SOURCE DOCUMENT:
#####

3) Trade Secret Risk

“I find trade secrets to be one of the most dangerous areas,” said attorney Rudy Telscher, a partner at Harness Dickey & Pierce, who recently won a patent infringement case at the U.S. Supreme Court.

“There are no boundaries. It’s such a nebulous area.”

It can include anything from a disgruntled employee taking customer lists or R&D information to his next job, a foreign government stealing trade secrets or a hacker burrowing into a computer system to steal a company’s version of its special sauce.

Globalization and the expanded use of supply chain partners increase the potential exposure. Plus, even when a company is able to pursue trade secret litigation, courts consider whether reasonable precautions had been taken to secure the proprietary information.

“The violation,” said Bob Fletcher, president, Intellectual Property Insurance Services Corp., which offers insurance to litigate intellectual property cases, “is not the use [of a trade secret]. The violation is, ‘How did you get the information?’ ”

In any event, said Aon’s Donnelly, “an organization would have a very difficult time obtaining an insurance policy that adequately protects them against the theft or wrongful disclosure of their trade secrets and the potential damage that could do to the company if that trade secret got out.”

Rudy Telscher, partner, Harness Dickey & Pierce

Rudy Telscher, partner, Harness Dickey & Pierce

More common than industrial espionage, however, are the run-of-the-mill business discussions that revolve around synergies and potential partnerships between enterprises. Often, the nondisclosure agreements (NDAs) covering such discussions are not specific enough to protect the parties, Telscher said.

#####

DATASET RECORDS:
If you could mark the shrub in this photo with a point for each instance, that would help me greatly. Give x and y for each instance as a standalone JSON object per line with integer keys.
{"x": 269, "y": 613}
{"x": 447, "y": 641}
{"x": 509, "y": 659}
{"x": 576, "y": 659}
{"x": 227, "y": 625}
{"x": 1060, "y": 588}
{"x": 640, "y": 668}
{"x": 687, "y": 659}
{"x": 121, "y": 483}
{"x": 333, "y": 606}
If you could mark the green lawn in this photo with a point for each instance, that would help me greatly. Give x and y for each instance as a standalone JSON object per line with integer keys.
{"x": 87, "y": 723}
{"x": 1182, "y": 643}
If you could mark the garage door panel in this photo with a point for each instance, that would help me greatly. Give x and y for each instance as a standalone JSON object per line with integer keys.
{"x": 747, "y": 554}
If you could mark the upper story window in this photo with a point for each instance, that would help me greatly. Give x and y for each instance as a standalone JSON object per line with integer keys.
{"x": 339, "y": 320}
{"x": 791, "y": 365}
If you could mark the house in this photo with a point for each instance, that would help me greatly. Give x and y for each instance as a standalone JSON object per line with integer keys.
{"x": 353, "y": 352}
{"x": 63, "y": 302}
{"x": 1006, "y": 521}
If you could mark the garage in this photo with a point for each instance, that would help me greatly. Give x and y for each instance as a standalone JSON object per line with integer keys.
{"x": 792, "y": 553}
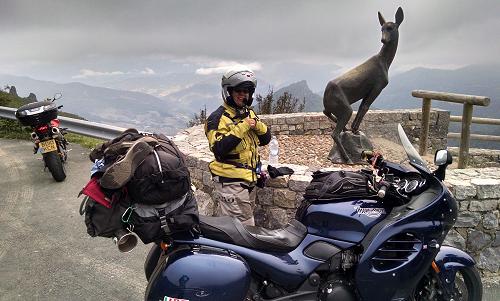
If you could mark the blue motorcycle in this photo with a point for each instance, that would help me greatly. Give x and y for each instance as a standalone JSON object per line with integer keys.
{"x": 386, "y": 247}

#####

WHAT TO WORK ON:
In the text on trade secret risk, what do courts consider when a company pursues trade secret litigation? The material comes from a different source than the text.

SOLUTION FOR THIS EXERCISE:
Courts consider whether reasonable precautions had been taken to secure the proprietary information.